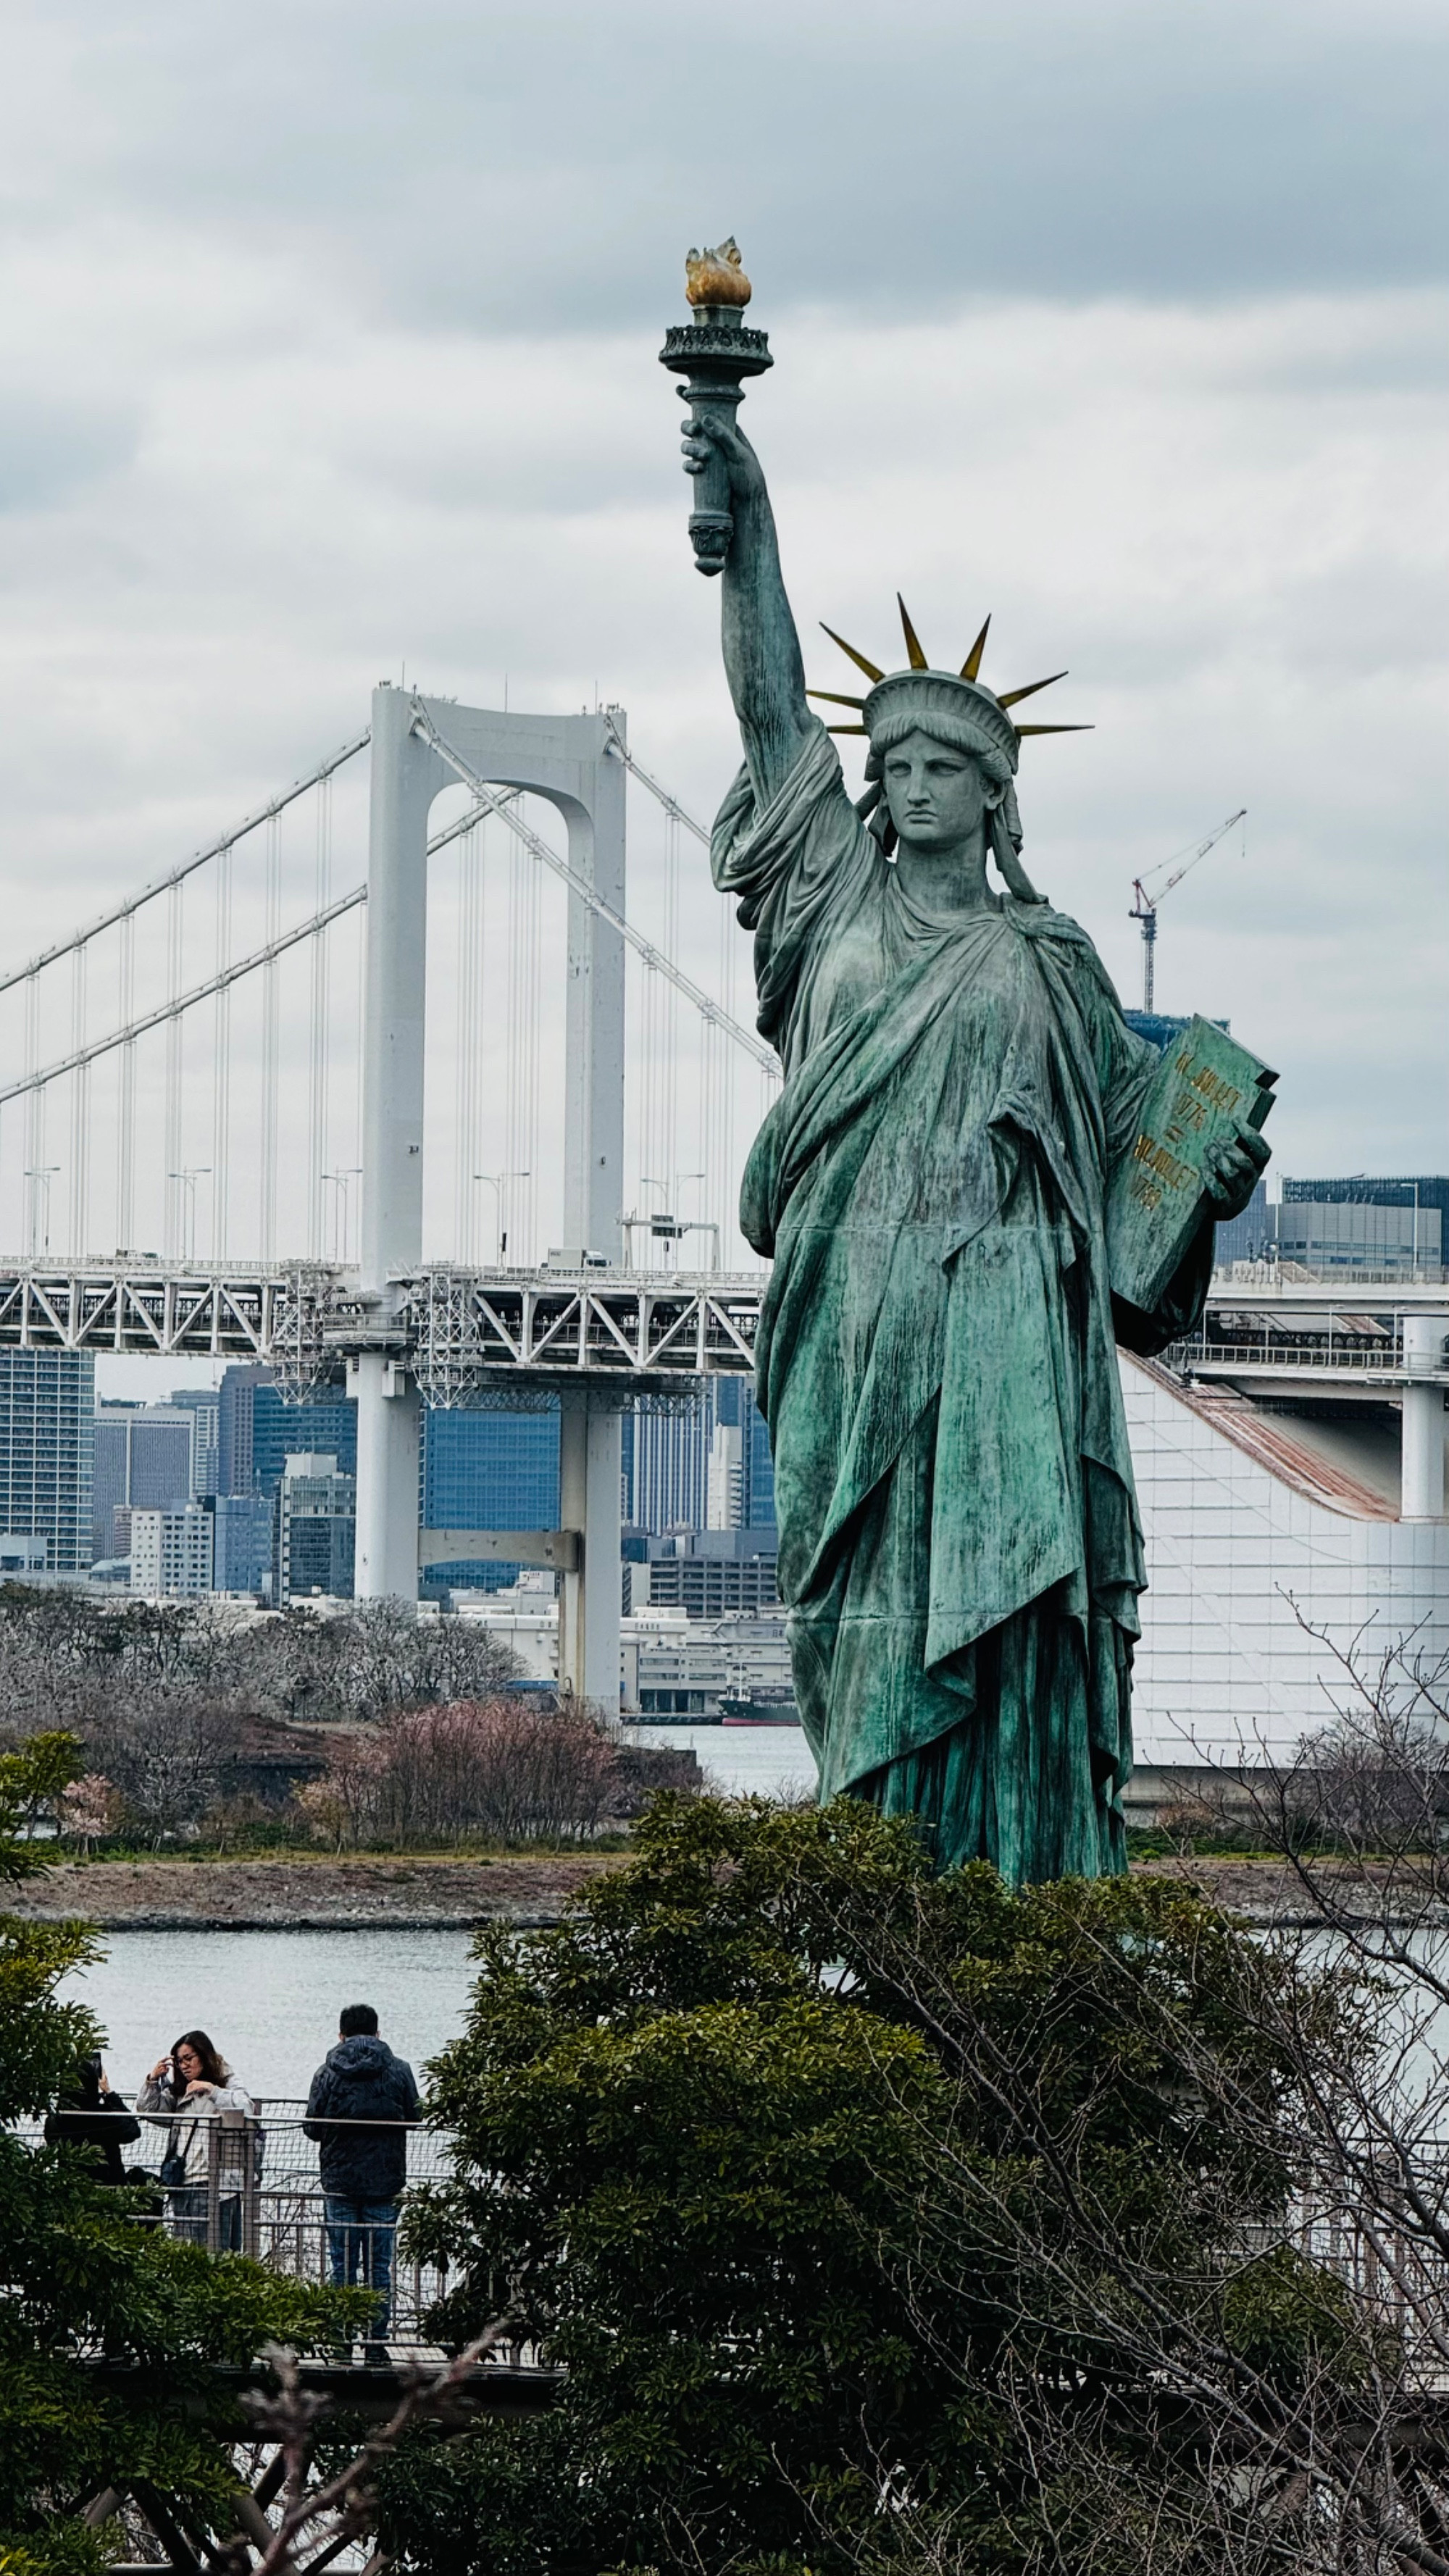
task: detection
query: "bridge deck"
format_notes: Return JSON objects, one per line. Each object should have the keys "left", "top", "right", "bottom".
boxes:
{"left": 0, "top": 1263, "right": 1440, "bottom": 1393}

§ **WHAT THE EXERCISE ASKS**
Your copy should hold each line above exactly and no pictures at all.

§ **RESULT FOR THIS TASK**
task: detection
query: "bridge deck"
format_notes: Return JSON objects, one per line. Each object should have the keys "left", "top", "right", "bottom".
boxes:
{"left": 0, "top": 1263, "right": 1440, "bottom": 1393}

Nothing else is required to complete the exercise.